Part of a data file

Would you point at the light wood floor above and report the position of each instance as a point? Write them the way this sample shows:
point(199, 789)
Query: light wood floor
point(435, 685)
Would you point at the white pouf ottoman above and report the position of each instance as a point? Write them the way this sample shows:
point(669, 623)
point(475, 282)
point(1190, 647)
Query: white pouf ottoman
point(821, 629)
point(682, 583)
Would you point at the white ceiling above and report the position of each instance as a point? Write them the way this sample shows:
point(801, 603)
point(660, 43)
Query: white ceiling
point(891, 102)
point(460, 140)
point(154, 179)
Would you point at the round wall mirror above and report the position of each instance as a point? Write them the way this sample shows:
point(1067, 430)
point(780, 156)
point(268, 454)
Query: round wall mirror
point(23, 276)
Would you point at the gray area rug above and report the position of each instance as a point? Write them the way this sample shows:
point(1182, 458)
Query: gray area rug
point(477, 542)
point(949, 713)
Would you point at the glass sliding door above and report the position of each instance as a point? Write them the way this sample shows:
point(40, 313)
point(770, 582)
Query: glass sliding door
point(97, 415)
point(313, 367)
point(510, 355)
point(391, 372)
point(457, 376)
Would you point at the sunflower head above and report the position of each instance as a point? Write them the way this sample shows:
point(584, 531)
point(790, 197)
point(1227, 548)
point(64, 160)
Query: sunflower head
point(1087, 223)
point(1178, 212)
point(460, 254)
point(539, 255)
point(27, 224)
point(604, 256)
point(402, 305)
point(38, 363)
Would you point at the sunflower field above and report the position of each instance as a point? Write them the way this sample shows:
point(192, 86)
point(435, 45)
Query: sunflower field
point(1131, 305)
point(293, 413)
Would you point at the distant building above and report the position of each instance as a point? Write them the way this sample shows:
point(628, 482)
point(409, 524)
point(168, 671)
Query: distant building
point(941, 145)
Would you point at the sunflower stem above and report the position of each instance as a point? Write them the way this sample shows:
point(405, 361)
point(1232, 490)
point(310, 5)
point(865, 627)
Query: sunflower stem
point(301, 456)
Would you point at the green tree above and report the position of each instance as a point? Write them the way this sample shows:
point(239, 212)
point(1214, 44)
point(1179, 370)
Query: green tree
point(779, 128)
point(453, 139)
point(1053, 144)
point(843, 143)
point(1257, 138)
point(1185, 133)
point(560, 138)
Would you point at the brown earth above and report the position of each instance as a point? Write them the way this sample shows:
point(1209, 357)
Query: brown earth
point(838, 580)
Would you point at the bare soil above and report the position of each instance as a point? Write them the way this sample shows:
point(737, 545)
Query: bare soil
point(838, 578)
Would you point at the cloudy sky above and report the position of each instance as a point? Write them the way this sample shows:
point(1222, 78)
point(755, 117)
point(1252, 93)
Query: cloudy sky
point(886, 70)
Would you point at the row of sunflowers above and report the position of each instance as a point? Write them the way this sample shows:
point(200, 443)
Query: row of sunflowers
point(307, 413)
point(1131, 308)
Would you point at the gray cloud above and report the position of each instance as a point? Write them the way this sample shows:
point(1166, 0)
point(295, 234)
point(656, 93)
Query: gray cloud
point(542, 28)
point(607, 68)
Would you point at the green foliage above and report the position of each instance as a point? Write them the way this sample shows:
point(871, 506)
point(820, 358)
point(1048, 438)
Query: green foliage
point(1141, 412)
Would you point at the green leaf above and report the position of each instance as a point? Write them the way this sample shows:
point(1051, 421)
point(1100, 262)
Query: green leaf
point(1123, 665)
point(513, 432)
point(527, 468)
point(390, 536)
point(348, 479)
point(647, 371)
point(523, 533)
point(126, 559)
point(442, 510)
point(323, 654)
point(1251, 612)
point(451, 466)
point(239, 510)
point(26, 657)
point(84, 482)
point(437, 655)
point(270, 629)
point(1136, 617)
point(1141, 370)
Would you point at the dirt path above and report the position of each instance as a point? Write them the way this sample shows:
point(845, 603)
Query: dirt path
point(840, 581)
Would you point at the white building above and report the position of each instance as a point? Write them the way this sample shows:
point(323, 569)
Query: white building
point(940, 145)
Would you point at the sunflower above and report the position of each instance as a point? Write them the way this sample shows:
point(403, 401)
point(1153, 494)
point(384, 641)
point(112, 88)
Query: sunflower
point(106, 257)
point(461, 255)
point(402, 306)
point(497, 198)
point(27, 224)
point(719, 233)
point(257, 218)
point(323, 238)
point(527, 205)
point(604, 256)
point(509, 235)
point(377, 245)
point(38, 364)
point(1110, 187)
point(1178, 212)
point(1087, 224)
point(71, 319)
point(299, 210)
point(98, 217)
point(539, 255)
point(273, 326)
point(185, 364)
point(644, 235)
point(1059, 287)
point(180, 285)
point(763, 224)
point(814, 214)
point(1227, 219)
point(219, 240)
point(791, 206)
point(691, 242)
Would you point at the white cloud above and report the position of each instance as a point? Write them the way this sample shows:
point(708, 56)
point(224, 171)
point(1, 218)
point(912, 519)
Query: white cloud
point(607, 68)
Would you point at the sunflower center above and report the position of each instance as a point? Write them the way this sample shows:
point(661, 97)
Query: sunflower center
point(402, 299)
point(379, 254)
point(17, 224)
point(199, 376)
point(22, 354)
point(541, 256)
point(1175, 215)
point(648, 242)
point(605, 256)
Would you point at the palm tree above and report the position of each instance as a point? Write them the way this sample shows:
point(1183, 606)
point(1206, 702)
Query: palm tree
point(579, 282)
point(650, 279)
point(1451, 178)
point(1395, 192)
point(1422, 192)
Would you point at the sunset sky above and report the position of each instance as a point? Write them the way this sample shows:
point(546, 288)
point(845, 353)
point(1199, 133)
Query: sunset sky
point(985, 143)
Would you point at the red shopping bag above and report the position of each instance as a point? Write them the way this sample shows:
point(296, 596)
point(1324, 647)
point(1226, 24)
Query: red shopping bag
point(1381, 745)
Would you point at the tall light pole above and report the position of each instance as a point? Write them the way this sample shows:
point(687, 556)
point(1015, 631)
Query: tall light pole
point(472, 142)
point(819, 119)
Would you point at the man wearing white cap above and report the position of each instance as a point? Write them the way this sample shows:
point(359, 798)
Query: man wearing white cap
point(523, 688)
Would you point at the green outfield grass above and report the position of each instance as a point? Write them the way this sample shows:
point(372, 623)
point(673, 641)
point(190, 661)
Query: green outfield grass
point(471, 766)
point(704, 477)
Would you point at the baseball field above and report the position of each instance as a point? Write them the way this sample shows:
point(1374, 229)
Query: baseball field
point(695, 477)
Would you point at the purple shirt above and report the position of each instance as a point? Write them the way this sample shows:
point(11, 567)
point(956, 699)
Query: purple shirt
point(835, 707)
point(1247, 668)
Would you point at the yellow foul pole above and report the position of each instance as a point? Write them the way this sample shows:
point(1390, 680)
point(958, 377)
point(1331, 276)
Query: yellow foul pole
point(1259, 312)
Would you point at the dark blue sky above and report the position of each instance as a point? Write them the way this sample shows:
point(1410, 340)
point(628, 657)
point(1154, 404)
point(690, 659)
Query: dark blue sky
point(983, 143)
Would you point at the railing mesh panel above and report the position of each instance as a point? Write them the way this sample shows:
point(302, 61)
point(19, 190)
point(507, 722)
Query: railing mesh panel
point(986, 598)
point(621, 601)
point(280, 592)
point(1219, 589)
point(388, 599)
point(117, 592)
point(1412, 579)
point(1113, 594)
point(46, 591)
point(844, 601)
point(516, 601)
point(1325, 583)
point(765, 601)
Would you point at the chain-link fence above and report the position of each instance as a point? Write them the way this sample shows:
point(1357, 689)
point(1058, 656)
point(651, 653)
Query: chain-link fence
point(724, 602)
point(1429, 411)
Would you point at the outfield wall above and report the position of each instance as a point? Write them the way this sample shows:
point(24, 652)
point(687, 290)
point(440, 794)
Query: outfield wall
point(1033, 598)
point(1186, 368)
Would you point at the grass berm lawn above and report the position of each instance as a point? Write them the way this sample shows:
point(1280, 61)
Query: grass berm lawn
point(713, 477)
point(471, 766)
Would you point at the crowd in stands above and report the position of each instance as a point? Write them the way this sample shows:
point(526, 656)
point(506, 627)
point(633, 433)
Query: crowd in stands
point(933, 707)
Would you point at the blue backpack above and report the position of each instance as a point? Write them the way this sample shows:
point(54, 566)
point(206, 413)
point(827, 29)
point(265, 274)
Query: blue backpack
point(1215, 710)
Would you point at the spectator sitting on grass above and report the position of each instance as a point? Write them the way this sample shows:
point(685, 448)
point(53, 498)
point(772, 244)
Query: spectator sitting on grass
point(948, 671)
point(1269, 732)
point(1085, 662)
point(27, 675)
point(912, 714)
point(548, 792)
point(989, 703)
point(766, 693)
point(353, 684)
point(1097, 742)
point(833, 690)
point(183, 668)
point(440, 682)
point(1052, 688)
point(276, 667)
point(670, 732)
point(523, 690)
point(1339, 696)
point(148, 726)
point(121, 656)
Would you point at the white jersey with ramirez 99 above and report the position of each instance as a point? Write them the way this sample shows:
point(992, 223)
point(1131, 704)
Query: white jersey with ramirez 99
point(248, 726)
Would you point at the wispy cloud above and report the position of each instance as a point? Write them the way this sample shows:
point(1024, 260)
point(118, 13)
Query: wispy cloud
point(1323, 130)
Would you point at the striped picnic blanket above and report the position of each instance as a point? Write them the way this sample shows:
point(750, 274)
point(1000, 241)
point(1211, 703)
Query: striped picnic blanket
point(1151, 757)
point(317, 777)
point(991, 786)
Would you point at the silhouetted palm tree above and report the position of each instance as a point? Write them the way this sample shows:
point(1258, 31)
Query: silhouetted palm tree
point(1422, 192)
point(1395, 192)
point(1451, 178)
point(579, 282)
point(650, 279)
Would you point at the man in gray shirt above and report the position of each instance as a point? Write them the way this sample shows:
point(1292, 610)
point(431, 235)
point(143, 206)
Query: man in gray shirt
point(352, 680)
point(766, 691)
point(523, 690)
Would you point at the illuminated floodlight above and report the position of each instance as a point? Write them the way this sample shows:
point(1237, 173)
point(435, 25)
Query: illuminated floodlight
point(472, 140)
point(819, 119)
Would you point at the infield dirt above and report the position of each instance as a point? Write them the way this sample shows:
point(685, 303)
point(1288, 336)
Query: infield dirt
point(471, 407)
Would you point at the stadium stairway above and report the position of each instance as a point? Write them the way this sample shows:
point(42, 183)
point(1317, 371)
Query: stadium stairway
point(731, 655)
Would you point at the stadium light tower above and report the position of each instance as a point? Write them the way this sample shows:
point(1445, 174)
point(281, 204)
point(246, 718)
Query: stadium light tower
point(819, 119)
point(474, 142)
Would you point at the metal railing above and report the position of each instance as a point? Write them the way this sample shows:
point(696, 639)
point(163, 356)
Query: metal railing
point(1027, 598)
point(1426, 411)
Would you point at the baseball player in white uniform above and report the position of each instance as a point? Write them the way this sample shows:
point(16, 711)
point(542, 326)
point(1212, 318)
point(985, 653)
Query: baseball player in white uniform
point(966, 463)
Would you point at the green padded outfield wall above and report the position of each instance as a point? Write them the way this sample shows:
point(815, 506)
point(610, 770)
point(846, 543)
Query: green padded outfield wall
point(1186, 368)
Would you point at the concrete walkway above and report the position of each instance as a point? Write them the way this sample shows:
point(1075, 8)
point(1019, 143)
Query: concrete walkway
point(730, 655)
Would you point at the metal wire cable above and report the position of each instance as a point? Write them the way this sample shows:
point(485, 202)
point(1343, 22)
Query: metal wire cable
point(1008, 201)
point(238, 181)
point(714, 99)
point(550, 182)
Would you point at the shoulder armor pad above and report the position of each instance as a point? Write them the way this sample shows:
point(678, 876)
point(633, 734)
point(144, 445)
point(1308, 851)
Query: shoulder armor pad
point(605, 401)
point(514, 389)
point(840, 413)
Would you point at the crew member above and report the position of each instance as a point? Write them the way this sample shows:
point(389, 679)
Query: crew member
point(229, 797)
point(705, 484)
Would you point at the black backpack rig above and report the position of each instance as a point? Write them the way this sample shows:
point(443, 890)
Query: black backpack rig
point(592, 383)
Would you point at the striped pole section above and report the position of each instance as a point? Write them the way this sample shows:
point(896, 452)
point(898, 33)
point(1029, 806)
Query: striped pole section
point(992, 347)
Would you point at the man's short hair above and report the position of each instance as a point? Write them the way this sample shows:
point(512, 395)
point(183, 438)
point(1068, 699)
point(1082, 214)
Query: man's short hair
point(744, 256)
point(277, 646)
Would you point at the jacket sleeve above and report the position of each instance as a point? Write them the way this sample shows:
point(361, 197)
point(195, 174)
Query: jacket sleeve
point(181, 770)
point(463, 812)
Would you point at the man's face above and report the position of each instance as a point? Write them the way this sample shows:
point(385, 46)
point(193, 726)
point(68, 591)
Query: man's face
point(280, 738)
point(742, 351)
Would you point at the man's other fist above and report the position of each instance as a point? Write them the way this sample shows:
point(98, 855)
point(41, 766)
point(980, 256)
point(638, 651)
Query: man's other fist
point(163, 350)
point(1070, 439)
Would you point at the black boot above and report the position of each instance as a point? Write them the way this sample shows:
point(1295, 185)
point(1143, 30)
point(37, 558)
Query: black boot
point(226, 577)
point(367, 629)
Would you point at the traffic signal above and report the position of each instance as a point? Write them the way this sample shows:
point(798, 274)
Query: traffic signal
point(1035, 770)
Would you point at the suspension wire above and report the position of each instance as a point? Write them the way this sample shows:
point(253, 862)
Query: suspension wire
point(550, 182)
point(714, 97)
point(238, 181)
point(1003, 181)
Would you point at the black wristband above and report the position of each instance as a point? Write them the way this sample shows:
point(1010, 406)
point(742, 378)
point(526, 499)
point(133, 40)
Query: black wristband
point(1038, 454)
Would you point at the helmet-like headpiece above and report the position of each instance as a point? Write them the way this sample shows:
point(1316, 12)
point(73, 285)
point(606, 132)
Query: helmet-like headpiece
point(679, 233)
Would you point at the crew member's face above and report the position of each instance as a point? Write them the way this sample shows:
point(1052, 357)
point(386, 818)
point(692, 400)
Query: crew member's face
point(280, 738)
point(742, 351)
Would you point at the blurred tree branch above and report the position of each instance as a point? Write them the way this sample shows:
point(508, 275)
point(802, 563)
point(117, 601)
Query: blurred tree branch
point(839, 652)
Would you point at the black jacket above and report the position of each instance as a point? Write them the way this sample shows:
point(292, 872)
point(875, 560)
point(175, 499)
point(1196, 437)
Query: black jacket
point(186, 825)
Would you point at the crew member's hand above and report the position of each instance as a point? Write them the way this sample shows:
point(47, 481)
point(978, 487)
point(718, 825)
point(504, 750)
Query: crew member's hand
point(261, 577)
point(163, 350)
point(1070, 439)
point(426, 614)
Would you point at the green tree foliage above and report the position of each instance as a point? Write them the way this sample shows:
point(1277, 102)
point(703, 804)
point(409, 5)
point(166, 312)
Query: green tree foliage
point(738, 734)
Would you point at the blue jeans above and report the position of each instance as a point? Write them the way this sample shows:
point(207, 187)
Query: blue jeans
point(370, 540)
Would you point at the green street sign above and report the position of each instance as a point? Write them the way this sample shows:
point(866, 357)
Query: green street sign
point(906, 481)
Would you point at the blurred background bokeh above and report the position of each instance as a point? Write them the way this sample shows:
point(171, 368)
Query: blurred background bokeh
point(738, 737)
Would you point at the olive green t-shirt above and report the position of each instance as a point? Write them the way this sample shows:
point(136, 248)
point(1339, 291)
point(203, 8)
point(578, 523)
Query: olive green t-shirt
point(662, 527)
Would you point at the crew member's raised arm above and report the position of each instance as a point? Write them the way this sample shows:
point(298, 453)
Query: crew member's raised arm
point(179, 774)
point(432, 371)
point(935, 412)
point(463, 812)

▶ **THE PROBLEM**
Reproduce the records word for word from their first line up to and including the line that contains "point(682, 583)".

▶ **SOLUTION**
Would you point at the light wood floor above and report the position of each instance as a point? Write them the way this sample shows:
point(199, 789)
Query: light wood floor
point(435, 685)
Would you point at the white pouf ottoman above and report the position of each instance as a point? Write them the way this sample shows:
point(669, 623)
point(475, 282)
point(1190, 647)
Query: white pouf ottoman
point(821, 629)
point(682, 583)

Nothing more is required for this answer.